Exercise goal.
Render every line of the material below as a Markdown table with two columns, Row for the line number and Text for the line itself, skipping blank lines. Leave the pictures out of the table.

━━━━━ Task inputs

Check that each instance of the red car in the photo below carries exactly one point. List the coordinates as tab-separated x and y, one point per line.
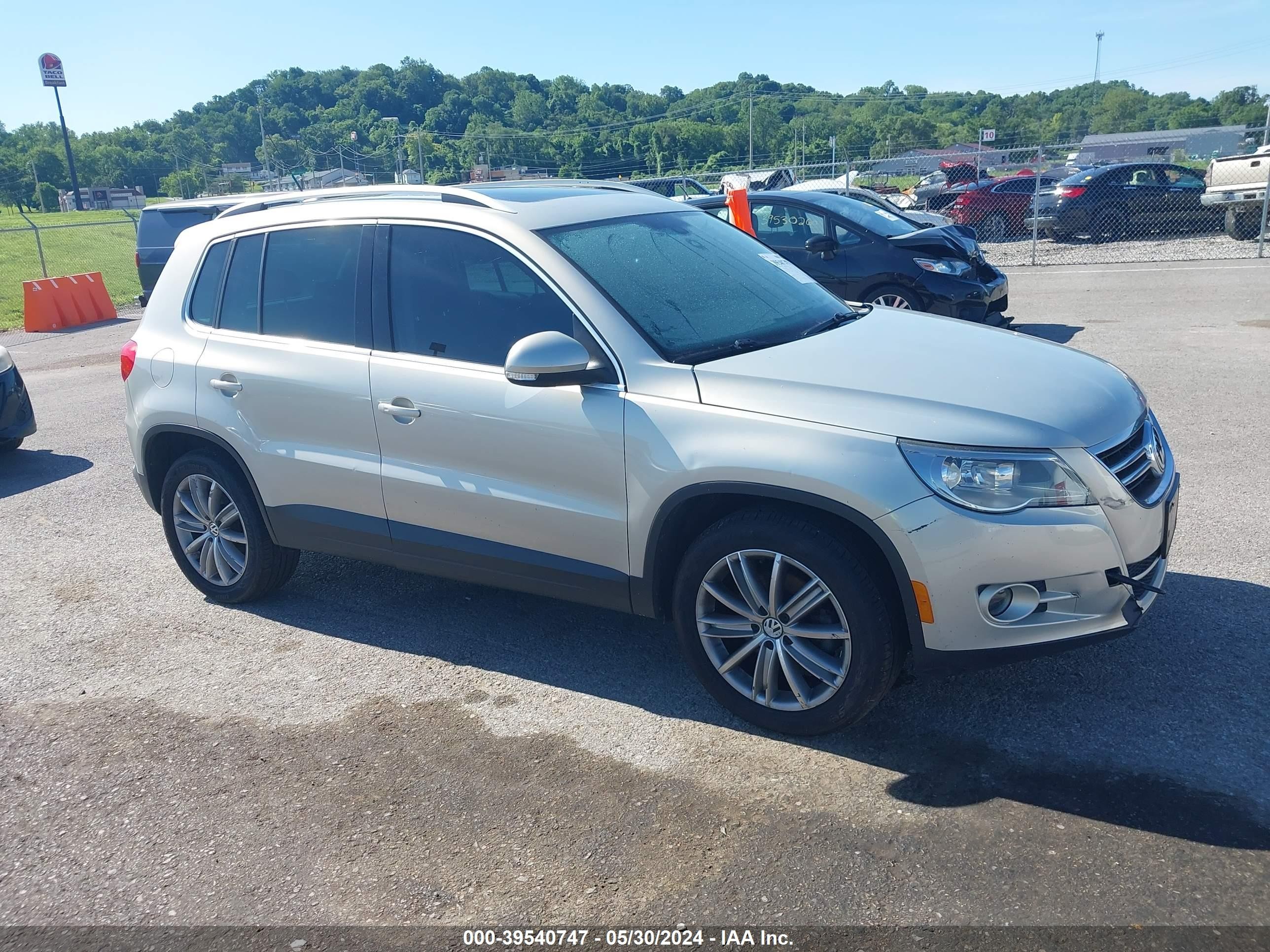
996	208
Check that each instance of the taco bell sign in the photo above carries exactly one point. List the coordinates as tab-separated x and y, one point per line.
51	70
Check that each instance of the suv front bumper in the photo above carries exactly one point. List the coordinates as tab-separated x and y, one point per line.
1064	552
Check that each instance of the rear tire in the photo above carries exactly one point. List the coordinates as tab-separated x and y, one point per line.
1241	228
865	663
254	564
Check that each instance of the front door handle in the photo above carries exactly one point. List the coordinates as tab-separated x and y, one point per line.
398	410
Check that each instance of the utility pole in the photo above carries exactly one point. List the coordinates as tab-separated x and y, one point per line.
70	159
38	193
751	130
265	144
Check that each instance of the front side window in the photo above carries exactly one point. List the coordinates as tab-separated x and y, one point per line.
1180	178
310	283
694	286
786	225
242	296
460	296
202	301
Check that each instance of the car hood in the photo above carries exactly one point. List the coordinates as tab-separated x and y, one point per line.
918	376
957	240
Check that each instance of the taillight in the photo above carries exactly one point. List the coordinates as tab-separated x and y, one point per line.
127	358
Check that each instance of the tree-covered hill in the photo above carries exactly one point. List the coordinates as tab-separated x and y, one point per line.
324	118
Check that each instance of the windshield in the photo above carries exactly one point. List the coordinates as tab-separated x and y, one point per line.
887	223
695	286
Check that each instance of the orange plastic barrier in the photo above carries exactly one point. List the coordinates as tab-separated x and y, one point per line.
54	304
738	204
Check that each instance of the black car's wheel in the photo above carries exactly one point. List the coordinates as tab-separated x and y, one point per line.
216	532
896	296
1110	225
995	228
783	624
1241	228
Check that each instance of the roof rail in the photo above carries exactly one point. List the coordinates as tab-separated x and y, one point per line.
556	183
429	193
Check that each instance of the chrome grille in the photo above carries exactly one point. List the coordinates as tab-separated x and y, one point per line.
1141	462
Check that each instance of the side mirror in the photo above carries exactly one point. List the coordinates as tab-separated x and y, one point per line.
549	360
822	245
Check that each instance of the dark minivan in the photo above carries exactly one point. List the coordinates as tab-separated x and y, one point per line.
160	225
865	253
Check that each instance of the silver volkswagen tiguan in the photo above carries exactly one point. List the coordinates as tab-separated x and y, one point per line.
592	393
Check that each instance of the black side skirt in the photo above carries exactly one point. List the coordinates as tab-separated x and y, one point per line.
449	555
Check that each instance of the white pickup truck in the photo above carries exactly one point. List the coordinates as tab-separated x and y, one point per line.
1237	183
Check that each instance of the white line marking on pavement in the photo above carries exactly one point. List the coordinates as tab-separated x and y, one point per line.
1055	270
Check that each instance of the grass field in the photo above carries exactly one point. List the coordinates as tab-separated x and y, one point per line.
105	244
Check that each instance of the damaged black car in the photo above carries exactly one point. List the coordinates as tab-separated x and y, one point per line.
865	253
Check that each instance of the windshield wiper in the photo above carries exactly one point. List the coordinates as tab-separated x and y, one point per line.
837	322
731	348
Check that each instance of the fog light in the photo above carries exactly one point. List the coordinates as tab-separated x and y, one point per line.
1009	603
1000	602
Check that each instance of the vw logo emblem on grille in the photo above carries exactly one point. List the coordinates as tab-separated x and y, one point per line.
1155	453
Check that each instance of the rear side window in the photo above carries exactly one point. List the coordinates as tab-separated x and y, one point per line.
310	283
159	229
242	296
202	303
460	296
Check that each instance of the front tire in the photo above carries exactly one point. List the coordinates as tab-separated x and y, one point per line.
216	532
808	651
896	296
1241	228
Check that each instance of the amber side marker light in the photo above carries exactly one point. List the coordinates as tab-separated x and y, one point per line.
924	603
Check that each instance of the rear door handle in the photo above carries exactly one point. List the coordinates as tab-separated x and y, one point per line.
397	410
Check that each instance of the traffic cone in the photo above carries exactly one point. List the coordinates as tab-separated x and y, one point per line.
738	204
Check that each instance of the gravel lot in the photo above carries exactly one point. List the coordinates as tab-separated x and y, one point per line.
1158	248
380	748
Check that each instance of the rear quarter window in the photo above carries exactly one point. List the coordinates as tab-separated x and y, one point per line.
159	229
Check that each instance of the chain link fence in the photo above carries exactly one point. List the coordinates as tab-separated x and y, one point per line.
51	245
1166	196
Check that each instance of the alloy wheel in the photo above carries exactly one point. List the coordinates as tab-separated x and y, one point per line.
210	530
893	301
774	630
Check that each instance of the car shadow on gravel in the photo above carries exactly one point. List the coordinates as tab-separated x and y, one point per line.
1160	732
27	469
1057	333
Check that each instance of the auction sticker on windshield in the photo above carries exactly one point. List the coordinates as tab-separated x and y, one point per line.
786	267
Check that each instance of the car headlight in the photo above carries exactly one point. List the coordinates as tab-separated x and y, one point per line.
943	266
996	481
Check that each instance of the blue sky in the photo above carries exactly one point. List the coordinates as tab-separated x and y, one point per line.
175	63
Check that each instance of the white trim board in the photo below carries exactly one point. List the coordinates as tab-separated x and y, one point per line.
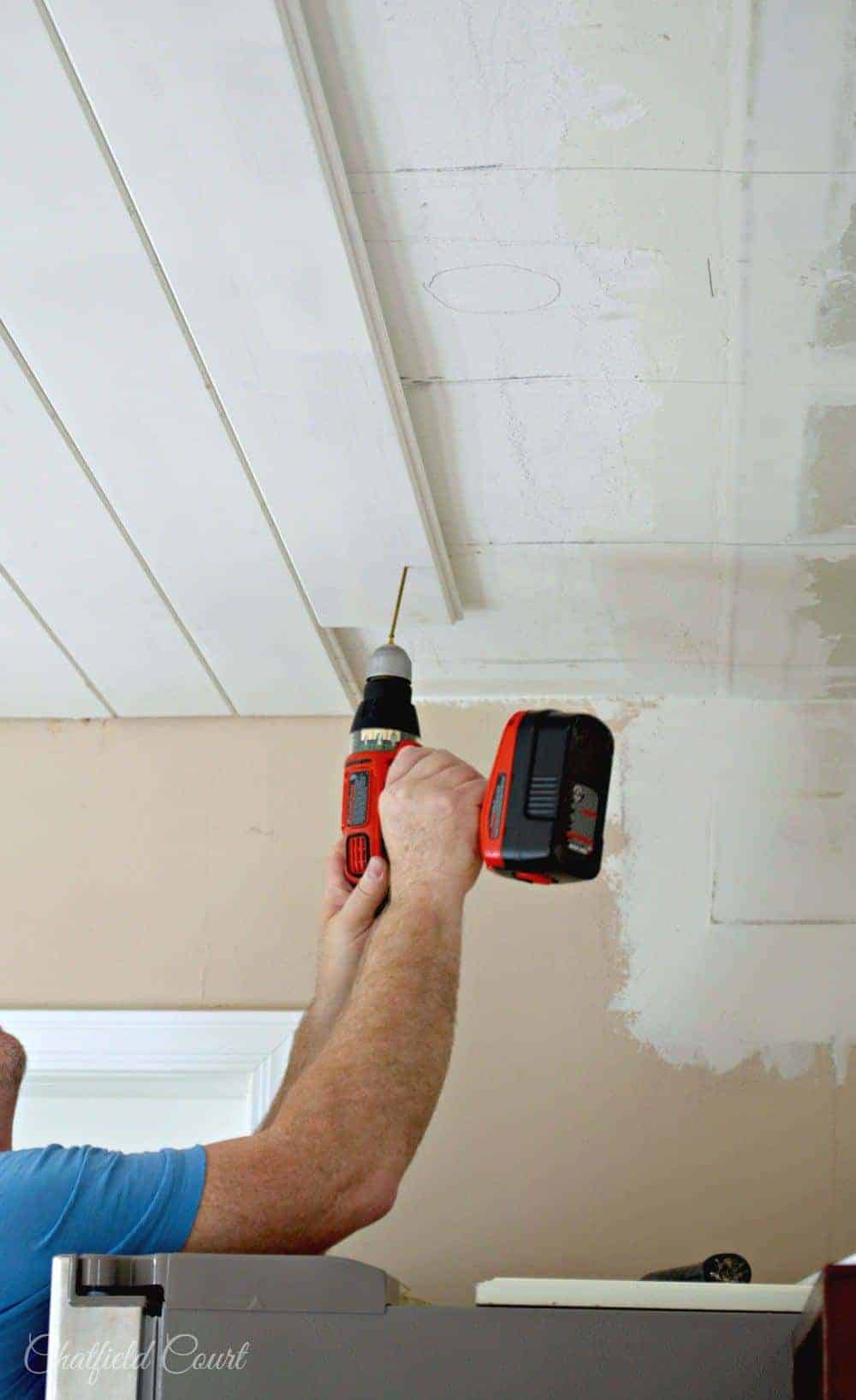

━━━━━━━━━━

Answer.
| Row | Text |
|---|---|
| 1 | Check that each instance of the red car in the photo below carries exactly one point. List the coordinates as tab-separated x and y, one point per line. |
| 2 | 996	208 |
| 3 | Check that each instance of the taco bell sign in the photo above carries exactly one point. List the coordinates as tab-separated x and y, one point per line. |
| 4 | 51	70 |
| 5 | Check that each instance of the suv front bumper in the photo above carries exactly one point. List the coordinates as tab-separated x and y, one point per line. |
| 6 | 1064	552 |
| 7 | Check that each instance of the rear tire in the photo above carries exactly one point. List the coordinates as tab-separated x and y, one point per line. |
| 8 | 1241	228 |
| 9 | 865	663 |
| 10 | 254	564 |
| 11 | Check that each instance of the front door handle in the photo above carries exactly one point. List the coordinates as tab-separated x and y, one point per line. |
| 12 | 398	410 |
| 13 | Check that each instance of the utility pole in the photo above carries exactly one point. List the coordinates as tab-separated x and y, one point per line. |
| 14 | 70	159 |
| 15 | 38	193 |
| 16 | 751	130 |
| 17 | 265	144 |
| 18 | Check that each instance of the front side window in the photo above carries exactly one point. List the coordinates as tab-separated x and y, one point per line. |
| 19 | 1180	178 |
| 20 | 310	283 |
| 21 | 694	286 |
| 22 | 786	225 |
| 23 | 242	296 |
| 24 | 460	296 |
| 25 | 202	301 |
| 26 | Check that each instance of the car hood in the photo above carries exactly one point. List the coordinates as tab-separated x and y, one point per line. |
| 27 | 918	376 |
| 28 | 957	240 |
| 29 | Check that each instance of the taillight in the photo above carries exactly one point. List the coordinates as tab-separated x and y, one point per line. |
| 30 | 127	358 |
| 31 | Check that each instance of the tree-covered hill in the photo above carries exactly one point. List the coordinates as tab-separated x and y, one point per line. |
| 32 | 324	118 |
| 33 | Check that each instance of the windshield in the photo above carries exactly one point. List the coordinates as tab-separated x and y, one point per line. |
| 34 | 887	223 |
| 35 | 695	286 |
| 36 | Check that each instance of the orange plastic barrier in the photo above carries exactly one point. List the coordinates as tab-separated x and y, one point per line. |
| 37 | 54	304 |
| 38 | 738	204 |
| 39 | Check that each instance of the black car's wheel in the photo above carries exactly one point. List the coordinates as tab-separated x and y, one point per line. |
| 40 | 216	532 |
| 41 | 896	296 |
| 42 | 1110	225 |
| 43 | 995	228 |
| 44 | 783	624 |
| 45 | 1241	228 |
| 46 | Check that each instance of the roof rail in the photo above carries exactly one point. List the coordinates as tab-separated x and y, one point per line. |
| 47 | 556	183 |
| 48 | 429	193 |
| 49 | Check that each instance of the chrome grille in the photo above carries exactly one point. List the coordinates as tab-separated x and y, one point per line. |
| 50 | 1141	462 |
| 51 | Check that each instance of the side mirror in the photo above carries exactly one point. List the coordinates as tab-separated x and y, one point per line. |
| 52 | 549	360 |
| 53 | 822	245 |
| 54 | Check that each instance of the dark minivan in the photo above carries exactly one point. List the coordinates as tab-separated x and y, one point per line. |
| 55 | 160	225 |
| 56 | 865	253 |
| 57 | Check that each instance of the silver volkswagen tiguan in the photo above carries exactly one point. List the coordinates as tab-separated x and y, one point per line. |
| 58 | 592	393 |
| 59 | Check that each instance of the black side skirt in the photo above carries exactly one point. List the coordinates as tab-separated x and y, one point per line. |
| 60 | 449	555 |
| 61 | Check that each instance of the white pickup truck in the photo above carries exactly one point. List the coordinates as tab-separated x and y, one point per line. |
| 62 | 1237	183 |
| 63 | Check that each instance of the white line marking on pavement in the photo above carries exactly one point. List the coordinates as tab-separated x and y, one point per line. |
| 64 | 1055	270 |
| 65 | Check that each instance of the grass field in the photo above carries exactly one point. List the coordinates as tab-separated x and y, one point per line. |
| 66 | 105	244 |
| 67 | Check that each instance of the damaged black car in the photo above carries exactly one point. List the coordinates as tab-separated x and y, one point per line. |
| 68 | 865	253 |
| 69 | Check that each instance of the windshield wiper in the photo above carries exactly one point. List the coordinates as tab-separated x and y, one point per line. |
| 70 | 837	322 |
| 71 | 731	348 |
| 72 | Check that each instance of the fog light in the photo above carries exactly one point. List the coordinates as tab-separated x and y, one point per line. |
| 73 | 1009	603 |
| 74 | 1000	602 |
| 75 | Check that each instance of the vw logo emblem on grille in the photo above carries exactly one point. List the coordinates as tab-separated x and y, one point per line. |
| 76 | 1155	453 |
| 77 | Check that each instance of the rear side window in the photo above carries exactly one point. List the coordinates as tab-separated x and y, one point per line. |
| 78 | 310	283 |
| 79 | 159	229 |
| 80 | 242	296 |
| 81 | 202	303 |
| 82 | 460	296 |
| 83 | Check that each instance of the front tire in the photo above carries exactly one point. List the coordinates as tab-separated x and y, one point per line. |
| 84 | 216	532 |
| 85 | 808	651 |
| 86 | 896	296 |
| 87 | 1241	228 |
| 88 | Check that each instance of the amber side marker light in the photo above carries exactly one point. List the coordinates as tab-separated x and y, one point per line. |
| 89 | 924	603 |
| 90 | Check that each instance of the rear door handle in the photo above carries exactly one point. List the coordinates as tab-separated x and y, one point per line. |
| 91 | 397	410 |
| 92 | Check that each instance of the traffic cone in the photo above carries exactly one point. List the coordinates as tab-separated x and y, one point per line. |
| 93 | 738	204 |
| 94 | Check that each instance of the gravel lot in the photo above carries exactly one point. List the coordinates as tab-separated x and y, one point per line. |
| 95 | 1158	248 |
| 96 | 380	748 |
| 97 | Check that each instance of the rear quarter window in the photo above carries exactly one point. List the coordinates as tab-separated x and y, one point per line. |
| 98 | 159	229 |
| 99 | Check that each instance of the chain link fence in the photo above carries exactly one point. List the coordinates as tab-separated x and y, one point per line. |
| 100 | 51	245 |
| 101 | 1166	196 |
| 102 | Check that each instance of the alloy wheel in the photo above carries exactly one point. List the coordinates as tab-separated x and y, one point per line. |
| 103 | 210	530 |
| 104 | 893	301 |
| 105 | 774	630 |
| 106 | Check that each instance of the car shadow on gravel in the photo above carries exactly one point. List the coordinates as tab-separated x and y, one point per line. |
| 107 | 1160	732 |
| 108 | 27	469 |
| 109 | 1057	333 |
| 110 | Check that each instance of the auction sticker on windshield in the photo above carries exactly one point. List the coordinates as tab-separated x and y, one point per line. |
| 111 | 786	267 |
| 112 | Check that each instance of the car headlight in the photo above carries exactly one point. List the coordinates as tab-separated x and y, one point per line. |
| 113 | 943	266 |
| 114 | 996	481 |
| 115 | Check that each instance of the blue sky in the photo above carries exactly one point. List the coordinates as tab-separated x and y, one point per line. |
| 116 | 175	63 |
| 117 | Check that each instance of the white trim board in the photo below carries exactly one point. List the coordinates as tab-separated x and y, one point per line. |